_REQUIREMENTS_
1. In the forum thread about the VSAN datastore that came up empty after an outage, what Local Node State does the esxcli cluster output report?
2. Continue the forum thread about the VSAN datastore that came up empty after an outage, starting right after its final sentence.

1 2 Previous Next 16 Replies Latest reply on Nov 14, 2014 2:27 PM by brugh2

    HELP! VSAN is empty after black out!

    brugh2 Enthusiast

      we had an outage and all ESX servers rebooted. after they came back the /vmfs/volumes/vsanDatastore was empty. all our VMs were on VSAN, including vcenter.

      how can i recover my VM's?!? My entire infrastructure is down.

        • 1. Re: HELP! VSAN is empty after black out!
          brugh2 Enthusiast

          ok, i just realized a little more information on my setup might help.

          i have 3 servers with 5 disks and 2 ssd's. i can vmkping the other vsan kernelports on all servers.

           

          it seems that the vsan configuration still exists:

          ~ # vdq -i -H

          Mappings:

             DiskMapping[0]:

                     SSD:  eui.a31ab98418a7460700247110375fb631

                      MD:  naa.600605b008bcb1201b3529cdfc5b309e

                      MD:  naa.600605b008bcb1201b352b3411b960ee

             DiskMapping[2]:

                     SSD:  naa.600605b008bcb1201b352b3411ba71fe

                      MD:  naa.600605b008bcb1201b352b3411b87db4

                      MD:  naa.600605b008bcb1201b352b3411b8a008

                      MD:  naa.600605b008bcb1201b352b3411b9a715

           

          but it does look like the vsan membership isn't what it should be;

           

          ~ # esxcli vsan  cluster  get

          Cluster Information

             Enabled: true

             Current Local Time: 2014-11-13T21:14:37Z

             Local Node UUID: 539a9749-dfe0-e17f-c529-1005ca9e2fa8

             Local Node State: MASTER

             Local Node Health State: HEALTHY

             Sub-Cluster Master UUID: 539a9749-dfe0-e17f-c529-1005ca9e2fa8

             Sub-Cluster Backup UUID:

             Sub-Cluster UUID: 54985fab-d608-465f-b5eb-bf9896677959

             Sub-Cluster Membership Entry Revision: 0

             Sub-Cluster Member UUIDs: 539a9749-dfe0-e17f-c529-1005ca9e2fa8

             Sub-Cluster Membership UUID: dc136554-cf4b-4d8b-29e6-1005ca9e2fa8

           

          where it shows only one member in Sub-Cluster Member UUIDs. i think there should be 3.

           

          still now clue how to proceed. i still have a blank VSAN...

          • 2. Re: HELP! VSAN is empty after black out!
            jetaylor Novice
            VMware Employees

            brugh2,

             

            It certainly looks like a network partition has occurred. We have one node in our cluster instead of the three you indicated should be there. If this is the case on all three nodes, we won't be able to form a quorum and get production online.

_DATASET EXCERPTS_
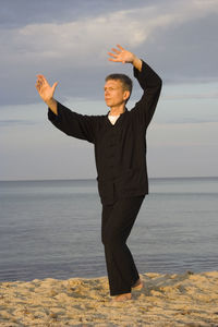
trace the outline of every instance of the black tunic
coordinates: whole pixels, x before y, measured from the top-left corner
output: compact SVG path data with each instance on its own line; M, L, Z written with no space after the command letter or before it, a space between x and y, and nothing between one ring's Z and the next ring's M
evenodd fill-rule
M161 80L144 61L141 72L134 68L134 76L144 94L132 110L125 108L114 125L107 114L80 114L59 102L58 116L48 111L56 128L94 144L102 204L113 203L114 193L118 198L148 193L146 130L157 106Z

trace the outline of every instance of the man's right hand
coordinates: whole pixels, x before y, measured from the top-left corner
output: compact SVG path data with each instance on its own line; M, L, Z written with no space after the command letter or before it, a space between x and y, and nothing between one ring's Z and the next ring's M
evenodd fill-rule
M50 86L44 75L37 75L36 89L38 90L38 94L41 97L41 99L56 114L58 114L58 110L57 101L53 99L53 94L57 85L58 82L53 83L53 85Z

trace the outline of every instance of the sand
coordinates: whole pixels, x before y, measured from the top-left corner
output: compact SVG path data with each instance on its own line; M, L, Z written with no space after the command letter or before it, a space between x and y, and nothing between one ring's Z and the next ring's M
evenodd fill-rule
M1 282L0 326L218 326L218 271L141 278L126 302L106 277Z

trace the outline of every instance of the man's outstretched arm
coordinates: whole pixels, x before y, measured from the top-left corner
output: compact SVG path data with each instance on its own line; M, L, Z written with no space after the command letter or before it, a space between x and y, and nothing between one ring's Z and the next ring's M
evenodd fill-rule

_RESULTS OF THE EXERCISE_
1. MASTER

2.
            Do you have a VMware Support Request filed? If you do, will you please PM me the SR number?

            Also, we can try a couple of things.

            1) On each host, make sure the network tagging is intact and we are associated with a vmknic:
            # esxcli vsan network list*

            2) If the network is still tagged properly (it should be), try to ping each VSAN node from each VSAN node (e.g., ping your partner machines).

            3) If the ping works, determine if we are using jumbo frames. If we are, ensure that that jumbo frames are configured completely (vmknic, vswitch, physical NIC, physical switch).**

            --> If jumbo frames are in use, send a large frame ping without permitting fragmentation:

                 # vmkping -s 8500 -d <destination address>

            4) If the jumbo frames (if applicable) do NOT work, fix the MTU in the physical switch or drop your vmknics back down to 1500 MTU.

            5) If everything at the transport level checks out, we very-likely have a multicast problem. Validate your IGMP groups/snooping/couriers/etc. on the physical switch to ensure that multicast is being handled properly.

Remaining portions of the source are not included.